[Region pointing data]
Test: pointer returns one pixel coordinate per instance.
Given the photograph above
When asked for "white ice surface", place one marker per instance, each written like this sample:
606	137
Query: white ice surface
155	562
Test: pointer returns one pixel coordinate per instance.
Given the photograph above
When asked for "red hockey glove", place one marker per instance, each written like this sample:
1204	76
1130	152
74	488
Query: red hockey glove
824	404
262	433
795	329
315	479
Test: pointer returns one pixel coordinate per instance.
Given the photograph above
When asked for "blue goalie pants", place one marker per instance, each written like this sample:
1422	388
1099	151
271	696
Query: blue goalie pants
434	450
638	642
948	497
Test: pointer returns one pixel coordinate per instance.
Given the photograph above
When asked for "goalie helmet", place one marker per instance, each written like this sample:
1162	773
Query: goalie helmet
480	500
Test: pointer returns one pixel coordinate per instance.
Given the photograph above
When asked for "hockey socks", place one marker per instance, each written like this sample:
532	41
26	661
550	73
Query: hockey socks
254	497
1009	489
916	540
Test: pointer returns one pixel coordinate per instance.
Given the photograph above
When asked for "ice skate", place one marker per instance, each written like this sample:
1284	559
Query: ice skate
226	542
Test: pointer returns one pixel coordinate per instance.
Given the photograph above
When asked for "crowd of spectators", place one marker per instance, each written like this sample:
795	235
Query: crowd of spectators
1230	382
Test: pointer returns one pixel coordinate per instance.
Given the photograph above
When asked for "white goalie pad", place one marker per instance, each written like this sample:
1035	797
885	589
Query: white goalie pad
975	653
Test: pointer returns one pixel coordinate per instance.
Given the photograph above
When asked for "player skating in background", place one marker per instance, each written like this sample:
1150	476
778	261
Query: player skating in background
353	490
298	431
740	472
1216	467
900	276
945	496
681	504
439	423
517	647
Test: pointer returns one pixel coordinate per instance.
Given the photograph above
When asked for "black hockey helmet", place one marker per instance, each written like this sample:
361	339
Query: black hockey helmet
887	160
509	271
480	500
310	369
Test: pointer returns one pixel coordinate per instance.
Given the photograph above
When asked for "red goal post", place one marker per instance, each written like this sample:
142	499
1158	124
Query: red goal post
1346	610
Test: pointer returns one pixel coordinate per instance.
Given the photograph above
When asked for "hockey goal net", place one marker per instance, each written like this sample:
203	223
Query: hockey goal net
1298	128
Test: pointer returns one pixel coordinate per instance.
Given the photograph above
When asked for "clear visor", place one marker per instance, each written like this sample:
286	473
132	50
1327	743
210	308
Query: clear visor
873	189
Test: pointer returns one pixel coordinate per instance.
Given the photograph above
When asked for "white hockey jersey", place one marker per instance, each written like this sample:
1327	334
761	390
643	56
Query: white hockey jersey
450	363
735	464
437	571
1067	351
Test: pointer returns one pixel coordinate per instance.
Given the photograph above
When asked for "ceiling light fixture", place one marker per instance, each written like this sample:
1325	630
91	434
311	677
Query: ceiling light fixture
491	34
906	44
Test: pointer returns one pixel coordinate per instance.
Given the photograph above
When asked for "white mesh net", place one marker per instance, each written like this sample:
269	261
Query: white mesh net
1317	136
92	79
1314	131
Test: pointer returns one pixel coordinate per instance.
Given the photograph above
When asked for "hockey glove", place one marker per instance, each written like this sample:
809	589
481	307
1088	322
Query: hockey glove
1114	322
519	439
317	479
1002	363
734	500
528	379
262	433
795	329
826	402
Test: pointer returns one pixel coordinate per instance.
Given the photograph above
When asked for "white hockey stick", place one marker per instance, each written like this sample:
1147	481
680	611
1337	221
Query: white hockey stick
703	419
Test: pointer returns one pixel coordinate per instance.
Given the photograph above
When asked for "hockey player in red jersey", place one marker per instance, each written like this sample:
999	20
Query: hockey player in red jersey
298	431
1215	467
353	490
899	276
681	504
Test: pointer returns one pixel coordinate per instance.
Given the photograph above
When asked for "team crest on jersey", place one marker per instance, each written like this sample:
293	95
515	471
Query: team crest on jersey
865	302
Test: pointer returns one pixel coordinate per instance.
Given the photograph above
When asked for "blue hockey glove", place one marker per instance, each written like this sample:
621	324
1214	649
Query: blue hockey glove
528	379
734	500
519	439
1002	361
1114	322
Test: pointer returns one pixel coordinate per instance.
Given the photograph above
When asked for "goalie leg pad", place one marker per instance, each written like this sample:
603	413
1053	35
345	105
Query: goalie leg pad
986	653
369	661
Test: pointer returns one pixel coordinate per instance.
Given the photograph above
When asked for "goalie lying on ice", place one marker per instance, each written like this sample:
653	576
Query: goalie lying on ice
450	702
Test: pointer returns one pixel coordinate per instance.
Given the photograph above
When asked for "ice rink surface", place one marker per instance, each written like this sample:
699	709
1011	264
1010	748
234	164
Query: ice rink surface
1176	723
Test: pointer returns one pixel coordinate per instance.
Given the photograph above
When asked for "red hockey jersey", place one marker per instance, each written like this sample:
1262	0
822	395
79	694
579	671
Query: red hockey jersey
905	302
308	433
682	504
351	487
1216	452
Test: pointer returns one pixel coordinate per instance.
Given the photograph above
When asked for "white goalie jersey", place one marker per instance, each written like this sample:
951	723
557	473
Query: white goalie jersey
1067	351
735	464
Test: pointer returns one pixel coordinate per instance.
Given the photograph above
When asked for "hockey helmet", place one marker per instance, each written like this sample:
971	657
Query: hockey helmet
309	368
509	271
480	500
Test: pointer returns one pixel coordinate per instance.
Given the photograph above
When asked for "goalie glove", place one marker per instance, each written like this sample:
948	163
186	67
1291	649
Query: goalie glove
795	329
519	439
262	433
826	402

Problem description:
Print each line of the data exactly as it was written.

Reply:
Test: pointer returns one pixel coordinate per instance.
Given the photograph above
When asked for "white ice surface", place one marker per instance, each written like this sample:
606	137
Query: white ice surface
155	562
Test: pointer returns one pixel coordinate per instance.
Given the photograph above
When asked for "red hockey glove", place one marker per instance, each written like this sample:
1204	76
1130	152
74	488
Query: red hockey glove
824	404
262	433
795	329
315	479
Test: pointer returns one pixel coordinate per instance.
Given the photograph above
When asked for "blue goalie pants", place one marker per instance, each written like this sample:
1422	388
1099	151
271	696
Query: blue goalie pants
434	450
638	642
948	497
Test: pointer returns one pixel coordinate per instance.
Given the photograph above
When asked for "goalie helmet", place one marker per instance, each written like this sample:
1162	773
Query: goalie helmet
480	500
Test: pointer returns one pixel coordinate per instance.
Given the photograph above
When asked for "hockey socks", place one marker per instance, each written like this sample:
532	41
26	661
550	73
Query: hockey socks
254	497
1009	489
916	540
Test: pointer returns one pixel coordinate per instance.
Given the photograph above
When asked for "ice skate", place one marker per instance, each written like this sample:
1284	559
Query: ice skate
226	542
Test: pointer returns one pixel coordinate per instance.
Given the photograph above
When asked for "crowd of spectators", place one marker per instance, each written like this sample:
795	235
Query: crowd of spectators
1230	382
Test: pointer returns one pixel coordinate per instance.
Given the photograph above
When asked for "white goalie pad", place one marker per instance, each written like this sample:
1035	797
885	589
Query: white goalie pad
975	653
Test: pointer returns one pixel coordinate per instance.
Given the photograph above
When asked for "player skating in background", place one marker per instance, each written like this sample:
1150	476
778	261
Query: player skating in background
353	490
298	431
740	472
1216	467
900	276
945	496
681	504
439	423
517	647
Test: pointer returns one pixel coordinate per instance.
Given the photograph above
When asked for "black hockey helmet", place one marker per instance, each written like this sample:
361	339
Query: black hockey helmet
887	160
509	271
480	500
310	369
Test: pointer returns one pixel coordinate per instance.
Given the photograph above
When asked for "red goal post", place one marker per instance, each written like this sample:
142	499
1158	124
Query: red goal post
1346	610
Test: pointer returns one pixel coordinate per instance.
Given the photograph above
When asked for "hockey goal net", place one marker per instance, each written like this sample:
203	223
Query: hockey goal net
1298	128
Test: pointer returns one pixel coordinate per instance.
Given the photograph above
When asked for "clear visor", place one marker per instance, each written like this sample:
286	473
132	50
1327	743
210	308
Query: clear visor
873	189
Test: pointer returns one pixel coordinate per instance.
Given the photograph above
When asked for "white hockey jersey", place one marker per instance, each written like this sample:
1327	334
761	390
643	56
Query: white hockey jersey
450	363
735	464
437	571
1067	351
Test: pointer returns one pixel coordinate per instance.
Given the photograph above
When asked for "ceiling light fixture", place one marker per instance, each written like this sample:
1325	630
91	434
311	677
Query: ceiling light fixture
491	34
906	44
Test: pointer returns one pixel coordinate per instance.
Given the photograph above
When asked for "white mesh net", place one marker per instance, each written like this sample:
269	261
Query: white mesh net
1317	136
92	79
1314	131
Test: pointer returns one pixel coordinate per instance.
Given the photograph above
When asked for "hockey glove", place one marker per instance, each written like this sample:
809	589
481	307
1088	322
Query: hockey glove
1114	322
519	439
317	479
1002	363
734	500
528	379
262	433
795	329
826	402
Test: pointer returns one pixel coordinate per instance.
Given the photograph above
When asked for "white hockey stick", place one marker per instance, each written like this sample:
1147	481
680	611
1337	221
Query: white hockey stick
703	419
Test: pointer returns one pixel coordinate per instance.
Given the photograph above
When asked for "hockey player in red jersey", place one marker per instance, each written like this sample:
999	20
Query: hockey player in red jersey
298	431
1215	467
353	490
899	276
681	504
Test: pointer returns one pixel coordinate per instance.
Given the photograph above
When asked for "team crest on jersey", place one marker per instance, each written like this sample:
293	95
515	471
Query: team crest on jersey
865	302
Test: pointer returns one pixel coordinate per instance.
Given the photograph above
When asked for "blue hockey glove", place one marker per instance, each written like this sample:
621	324
1214	649
Query: blue hockey glove
528	379
734	500
519	439
1002	361
1114	322
Test: pointer returns one pixel coordinate per instance.
Given the photograph above
When asked for "goalie leg pad", place one marker per instance, each written like this sample:
603	413
1053	35
345	105
Query: goalie leg pad
986	653
369	661
Test: pointer returns one pixel coordinate per instance.
Given the photograph above
When asked for "goalie lying on ice", place one marker per instance, each written like this sample:
653	576
Query: goalie lying on ice
450	702
Test: pointer returns one pixel coordinate per instance.
Given the photograph above
When asked for "ice rink surface", place one marker per instance, each written like this sample:
699	709
1011	264
1010	748
234	164
Query: ice rink surface
1176	723
Test: pointer returns one pixel coordinate per instance.
Given the photograph above
When asked for "red hockey jersey", place one marker per instance, each written like this sample:
1262	0
822	395
79	694
579	671
Query: red hockey jersey
905	302
308	433
682	504
351	487
1216	452
Test: pointer returns one pixel coordinate per instance.
Given the photograph above
When asked for "white goalie jersey", place one marker per instance, each written like this sample:
951	723
557	473
Query: white goalie jersey
1067	351
735	464
Test: pointer returns one pixel coordinate per instance.
Given the photograph above
When asked for "hockey helmet", place one marker per instance, each written like this sample:
971	657
Query: hockey helmet
309	368
509	271
480	500
Test: pointer returns one pixel coordinate per instance.
Given the photograph above
When asked for "goalie glove", place one marker per instance, each written like this sample:
948	163
186	67
1291	649
Query: goalie glove
795	329
519	439
262	433
826	402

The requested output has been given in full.